**Goal**
Reproduce every line of the data below word for word, leaving out the pictures.

**Data shown**
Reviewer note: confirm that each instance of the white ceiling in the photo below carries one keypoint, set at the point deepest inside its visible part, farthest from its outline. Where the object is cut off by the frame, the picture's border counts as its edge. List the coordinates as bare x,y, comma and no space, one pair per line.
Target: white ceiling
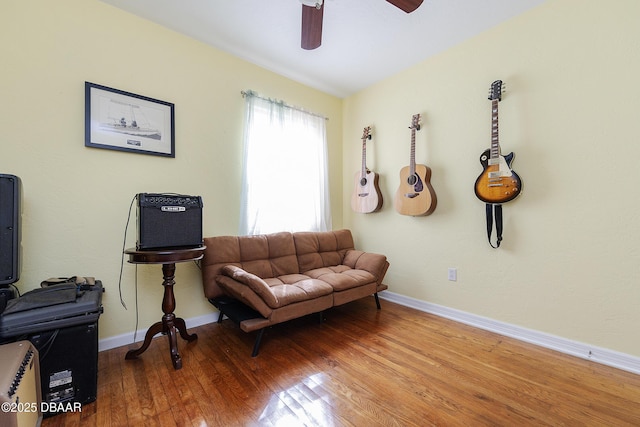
363,41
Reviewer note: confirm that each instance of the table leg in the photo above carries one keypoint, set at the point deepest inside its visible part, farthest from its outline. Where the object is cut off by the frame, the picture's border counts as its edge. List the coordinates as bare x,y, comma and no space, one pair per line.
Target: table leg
170,323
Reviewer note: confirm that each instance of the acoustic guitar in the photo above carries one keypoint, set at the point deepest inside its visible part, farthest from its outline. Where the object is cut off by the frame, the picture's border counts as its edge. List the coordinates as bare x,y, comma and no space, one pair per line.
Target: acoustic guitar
366,196
415,196
497,183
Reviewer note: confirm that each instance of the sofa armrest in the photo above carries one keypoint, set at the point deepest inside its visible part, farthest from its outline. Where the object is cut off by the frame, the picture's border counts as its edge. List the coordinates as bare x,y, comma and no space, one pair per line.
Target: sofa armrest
375,264
255,283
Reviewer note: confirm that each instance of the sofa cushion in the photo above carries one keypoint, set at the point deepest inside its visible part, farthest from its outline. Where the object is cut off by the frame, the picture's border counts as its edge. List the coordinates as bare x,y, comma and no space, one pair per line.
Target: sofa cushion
280,291
265,256
301,290
256,284
321,249
342,277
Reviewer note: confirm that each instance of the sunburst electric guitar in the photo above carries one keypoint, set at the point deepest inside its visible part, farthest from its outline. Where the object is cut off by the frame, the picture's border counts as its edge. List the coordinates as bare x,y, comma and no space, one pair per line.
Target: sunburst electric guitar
415,196
366,196
497,183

**Completed exercise**
Reviewer note: confirm that each instance of the white ceiling in the photo below carries one keypoint, set at the point deepest inside its visible part, farthest from its outline. Where the object is cut off by the frame, the picture's border counts as its edge. List the coordinates as bare x,y, comma and no space, one pair per line.
Target: white ceiling
363,41
Reviewer note: confirm that each instance of the table leg in the photo above carries one keypoint, set at the point deepest inside its visible part, farthest from its outline. Where the object is cut off by the frame, the picture's border counts as its edge. List the coordinates as bare x,y, comma and no space, one pair per line.
Target: table leg
170,323
Reviewer note: confirm that each instance of the acoustic guitar in the photo above carries one keypoint, set at the point deepest inside its visible part, farthest from its outline. Where the object is cut off by the frame, the picture's border counts as its edge. List the coordinates as bare x,y, comma and no space, one pair per line.
Target: acoustic guitar
366,196
415,196
497,183
Reviewer note: confirm that each instance of the sofa armrest in the photo above carries one keypoint, set at the point deepest inside its visible part, farthest from its outline. Where the object is cut off by the frame, the picture's border counts as its edge. List the coordinates as bare x,y, comma and no space, one pair per line.
Target: sofa armrest
375,264
255,283
Reviewer note: confirm that each instance of the sofa cushion in the photo above carries one keypoint, set at the point deepest inside its visible part, farthest from its outline. Where the object is cut off by the frame, the picture's border counts as its edge. List the coordinates as bare x,y, comma and no space, one pair per line.
Target: sofa cushion
280,291
265,256
301,290
256,284
321,249
342,277
Reviewer note: confirm that each instance of the sunburst electric guitar in the photo above carries one keypoint, set at the point deepest inside its visible part, farthest from its outline. Where the object is cut off by the frame, the picture's border counts as its edge. List the coordinates as bare x,y, comma and no space, one pair per line.
Target: sunburst electric guitar
415,196
366,196
497,183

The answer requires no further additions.